Say whether each statement agrees with the post below about the Women's Justice campaign, answering yes or no and quoting the words of the post that decide it. (a) The campaign has mainly been about justice for rape victims and how they are treated in court. (b) The writer opposes the campaign. (c) The writer says there are more male rape victims than female rape victims.

_STUDY TEXT:_
- Opening Delimiter -

Friday 17 April 2009

Little Sayings

The Daily Telegraph has been running a campaign for "Women's Justice" and has proudly written about some of its accomplishments. I for one am happy to hear of some of them. their campaign has mainly been focused on getting justice for rape victims and how they are treated in court.

This article talks about how they have managed to get a law passed so that rape victims are advised of certain documents before they are subpoenaed so they are able to stop them being subpoenaed if they may contain certain information such as medical orpsychiatric information.

Now, I have nothing against the campaign.

What interests me is how the campaign is run and the article is written - the term "rape victim" is pretty much interchangeable with "female rape victim" - in fact, the whole air of the campaign is outrage at how women are treated, women have a terible time in court, women are raped and brutalised by men and are demeaned by them and they must fight for justice.

I am wondering whetehr the people who fought for this law even paused to consider that men exist out there who have been raped - of course, far fewer male rape victims than female rape victims - and that these people suffer trauma also and also deserve to be treated respectfully, have the same rights, and that people ought to be oputraged by any humiliation suffered by them also?

- Closing Delimiter -

_MATERIAL SUPPLIED:_
- Opening Delimiter -

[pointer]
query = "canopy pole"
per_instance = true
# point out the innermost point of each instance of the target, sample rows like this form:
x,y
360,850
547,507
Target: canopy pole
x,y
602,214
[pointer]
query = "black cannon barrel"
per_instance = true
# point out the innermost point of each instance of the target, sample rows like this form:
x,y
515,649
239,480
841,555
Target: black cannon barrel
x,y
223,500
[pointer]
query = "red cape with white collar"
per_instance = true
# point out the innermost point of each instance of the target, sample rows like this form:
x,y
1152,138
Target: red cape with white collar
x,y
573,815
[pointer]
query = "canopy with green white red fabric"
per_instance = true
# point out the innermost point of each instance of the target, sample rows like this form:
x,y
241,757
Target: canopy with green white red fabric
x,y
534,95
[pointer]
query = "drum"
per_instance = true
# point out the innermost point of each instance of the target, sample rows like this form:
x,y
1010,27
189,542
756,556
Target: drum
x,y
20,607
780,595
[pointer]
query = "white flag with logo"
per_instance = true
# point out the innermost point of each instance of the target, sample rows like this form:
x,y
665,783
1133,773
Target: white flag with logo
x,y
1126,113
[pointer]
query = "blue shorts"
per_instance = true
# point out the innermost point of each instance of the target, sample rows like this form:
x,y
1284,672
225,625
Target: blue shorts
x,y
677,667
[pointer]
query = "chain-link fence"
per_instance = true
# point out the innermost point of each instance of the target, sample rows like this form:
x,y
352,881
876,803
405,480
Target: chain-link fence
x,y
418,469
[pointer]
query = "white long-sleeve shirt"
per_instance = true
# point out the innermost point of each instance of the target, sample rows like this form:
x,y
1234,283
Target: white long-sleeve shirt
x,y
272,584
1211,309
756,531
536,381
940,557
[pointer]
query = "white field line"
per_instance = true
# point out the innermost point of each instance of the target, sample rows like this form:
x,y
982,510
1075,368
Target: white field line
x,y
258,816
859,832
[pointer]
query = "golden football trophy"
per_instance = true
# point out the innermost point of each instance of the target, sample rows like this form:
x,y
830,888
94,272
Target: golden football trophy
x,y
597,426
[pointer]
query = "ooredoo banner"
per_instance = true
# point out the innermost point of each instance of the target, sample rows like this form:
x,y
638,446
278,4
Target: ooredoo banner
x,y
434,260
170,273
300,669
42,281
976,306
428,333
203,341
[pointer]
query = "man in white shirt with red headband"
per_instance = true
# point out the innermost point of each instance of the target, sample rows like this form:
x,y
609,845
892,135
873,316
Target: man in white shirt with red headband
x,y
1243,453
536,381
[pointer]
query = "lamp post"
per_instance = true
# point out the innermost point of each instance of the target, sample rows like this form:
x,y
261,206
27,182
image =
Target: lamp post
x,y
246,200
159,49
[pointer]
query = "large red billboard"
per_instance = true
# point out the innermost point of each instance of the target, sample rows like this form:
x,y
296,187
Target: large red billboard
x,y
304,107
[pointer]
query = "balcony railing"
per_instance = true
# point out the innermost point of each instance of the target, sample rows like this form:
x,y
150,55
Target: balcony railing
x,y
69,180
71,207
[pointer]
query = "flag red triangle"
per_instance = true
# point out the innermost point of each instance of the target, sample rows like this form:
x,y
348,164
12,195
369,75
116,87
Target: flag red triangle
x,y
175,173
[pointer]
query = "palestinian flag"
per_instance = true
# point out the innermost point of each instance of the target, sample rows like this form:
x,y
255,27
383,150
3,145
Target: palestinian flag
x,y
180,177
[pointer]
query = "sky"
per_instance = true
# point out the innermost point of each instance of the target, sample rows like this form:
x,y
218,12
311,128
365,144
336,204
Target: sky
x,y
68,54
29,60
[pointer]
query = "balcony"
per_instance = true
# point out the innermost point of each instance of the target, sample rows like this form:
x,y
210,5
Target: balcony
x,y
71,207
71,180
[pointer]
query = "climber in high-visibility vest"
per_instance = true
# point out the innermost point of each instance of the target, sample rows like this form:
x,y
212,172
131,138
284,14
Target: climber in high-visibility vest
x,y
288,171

- Closing Delimiter -

_ANSWER BOX:_
(a) Yes: "their campaign has mainly been focused on getting justice for rape victims and how they are treated in court."
(b) No: "Now, I have nothing against the campaign."
(c) No: "of course, far fewer male rape victims than female rape victims"